----- Material provided -----

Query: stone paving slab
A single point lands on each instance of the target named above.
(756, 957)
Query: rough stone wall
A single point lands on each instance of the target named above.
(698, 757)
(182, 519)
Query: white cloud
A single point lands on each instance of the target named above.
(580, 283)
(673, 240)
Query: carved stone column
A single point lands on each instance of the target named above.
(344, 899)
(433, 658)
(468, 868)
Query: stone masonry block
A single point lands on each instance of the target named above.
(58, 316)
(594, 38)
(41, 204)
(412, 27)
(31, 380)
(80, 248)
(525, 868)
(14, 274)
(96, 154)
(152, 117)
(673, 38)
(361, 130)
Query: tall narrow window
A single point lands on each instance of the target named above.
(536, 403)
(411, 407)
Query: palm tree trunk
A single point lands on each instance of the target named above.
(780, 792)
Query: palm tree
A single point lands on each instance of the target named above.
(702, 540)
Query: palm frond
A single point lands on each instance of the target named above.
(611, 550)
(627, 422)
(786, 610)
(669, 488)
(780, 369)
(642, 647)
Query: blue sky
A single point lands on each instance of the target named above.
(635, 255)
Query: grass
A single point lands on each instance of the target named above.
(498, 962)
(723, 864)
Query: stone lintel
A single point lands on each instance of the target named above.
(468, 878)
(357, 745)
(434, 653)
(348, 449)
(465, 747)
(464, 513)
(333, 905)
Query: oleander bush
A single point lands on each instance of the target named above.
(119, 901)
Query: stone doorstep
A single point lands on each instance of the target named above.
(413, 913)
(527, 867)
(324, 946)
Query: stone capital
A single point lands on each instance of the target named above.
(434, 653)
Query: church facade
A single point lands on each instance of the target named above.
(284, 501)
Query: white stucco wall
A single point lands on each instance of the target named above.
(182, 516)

-----

What to work on:
Copy the entire listing above line for line, with nothing changed.

Written solution:
Query: stone paving slab
A single point lands on each instance of the target named above.
(756, 957)
Query: rough stone wall
A single point lands on each instance of the target named above.
(698, 757)
(182, 519)
Query: white cloud
A single point lands on each instance of the target named above.
(580, 283)
(673, 240)
Query: carved stone column
A single point lands on each instance of the target named above.
(344, 899)
(433, 658)
(468, 868)
Query: stone masonry block
A single point lands on each instance of the target named above.
(58, 316)
(594, 38)
(41, 204)
(412, 27)
(31, 380)
(80, 248)
(525, 868)
(14, 274)
(96, 154)
(152, 117)
(673, 38)
(361, 130)
Query: tall narrow window
A single point lands on each instance of the target named above.
(536, 403)
(411, 407)
Query: palm tree trunk
A single point lands on each instance of the target named above.
(780, 792)
Query: palm tree
A single point lands on each instance of the target named above.
(702, 540)
Query: palm frond
A single point lands on each instance of the target named above.
(611, 550)
(627, 422)
(786, 610)
(669, 488)
(780, 369)
(642, 647)
Query: blue sky
A single point lands on each instance of the target named above.
(635, 255)
Query: grass
A single point lands on each instance of the target named above.
(498, 962)
(723, 864)
Query: stone lintel
A single point lands on each instance of the target named above.
(468, 878)
(357, 745)
(434, 653)
(348, 449)
(465, 747)
(464, 513)
(333, 905)
Query: oleander bush
A single point lands on each instance of the target named above.
(119, 901)
Query: stone doorstep
A single point lands on each instance of the target named above.
(413, 913)
(527, 867)
(324, 946)
Query: stone capital
A single point lands on each instance of the target named above.
(434, 653)
Query: church facade
A single point lands on each instance of the target named above.
(284, 501)
Query: white stucco wall
A single point lands on each instance of the target named above.
(182, 516)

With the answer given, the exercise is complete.